◆ **Passage provided**:
I found my mind jumping into the hospital rooms of the elderly and the sick –men and women whose bodies have betrayed them, but their minds are still intact. They are often treated as if they are children. They are tolerated and cared for just as Gregor is by his sister and parents. They are treated systematically because the chaos of their bodies cannot be fully explained. Why is it that they make us uncomfortable?
Another question: Do we need to see disability or abnormality in order to believe it? Is this why it is so shocking for a man who looks like every other white male on a suburban street to walk into a summer camp in Oslo, Norway and begin to methodically shoot teenagers one by one? Is this why the idea of post traumatic stress disorder is so hard to grasp and to “fix?”
Seeing the world through Gregor’s eyes, I found myself thinking of the movie Brothers (see trailer below)–a film about an American soldier who returns home after a year of being brutally imprisoned. He is a completely changed man, though his body is still in tact and his features more or less the same. Like Gregor, his family struggles to match the man they knew with the man they have returned to them. They meet his physical needs, but cannot bring themselves to fully re-connect emotionally. He no longer fits into the order he once did. He is lost. Just as Gregor’s death brought betterment to his family and allowed his young sister to flourish, the family of the mentally broken soldier in this film is portrayed as being much happier when they were led to believe that he had died in the war.

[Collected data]
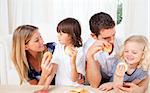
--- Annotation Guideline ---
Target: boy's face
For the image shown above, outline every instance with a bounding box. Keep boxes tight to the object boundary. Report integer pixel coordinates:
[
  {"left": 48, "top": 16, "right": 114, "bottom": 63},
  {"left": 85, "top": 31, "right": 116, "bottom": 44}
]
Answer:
[{"left": 97, "top": 28, "right": 116, "bottom": 45}]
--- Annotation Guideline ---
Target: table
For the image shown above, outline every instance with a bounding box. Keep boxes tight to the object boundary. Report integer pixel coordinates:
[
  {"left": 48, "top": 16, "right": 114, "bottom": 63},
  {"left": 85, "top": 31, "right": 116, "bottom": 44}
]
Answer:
[
  {"left": 0, "top": 85, "right": 112, "bottom": 93},
  {"left": 0, "top": 83, "right": 150, "bottom": 93}
]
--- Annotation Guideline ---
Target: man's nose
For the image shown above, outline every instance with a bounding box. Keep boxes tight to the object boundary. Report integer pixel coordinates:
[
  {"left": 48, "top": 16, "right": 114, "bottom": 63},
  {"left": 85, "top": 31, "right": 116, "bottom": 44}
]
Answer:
[{"left": 109, "top": 36, "right": 114, "bottom": 44}]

◆ **Study questions**:
**1.** From the passage on Gregor, reproduce the portion that begins at the words "I found my mind" and stops after the words "make us uncomfortable?".
**2.** Answer these questions using the passage on Gregor.
(a) In which city and country does the passage place the summer camp?
(b) How long was the soldier in the film Brothers imprisoned?
(c) Whose hospital rooms does the writer's mind jump into?

◆ **Problem solutions**:
**1.**
I found my mind jumping into the hospital rooms of the elderly and the sick –men and women whose bodies have betrayed them, but their minds are still intact. They are often treated as if they are children. They are tolerated and cared for just as Gregor is by his sister and parents. They are treated systematically because the chaos of their bodies cannot be fully explained. Why is it that they make us uncomfortable?

**2.**
(a) Oslo, Norway
(b) A year
(c) The elderly and the sick